What you should do:
Word for word, restate the lines that run from the line containing "per_instance = true" to the last line of the records below.

Data for this task:
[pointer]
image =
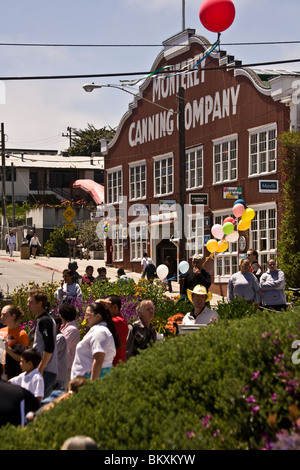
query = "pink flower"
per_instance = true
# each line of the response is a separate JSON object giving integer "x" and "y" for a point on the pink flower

Result of the task:
per_instance = true
# each line of the response is a separate JSON object giving integer "x" and "y" for a point on the pink flower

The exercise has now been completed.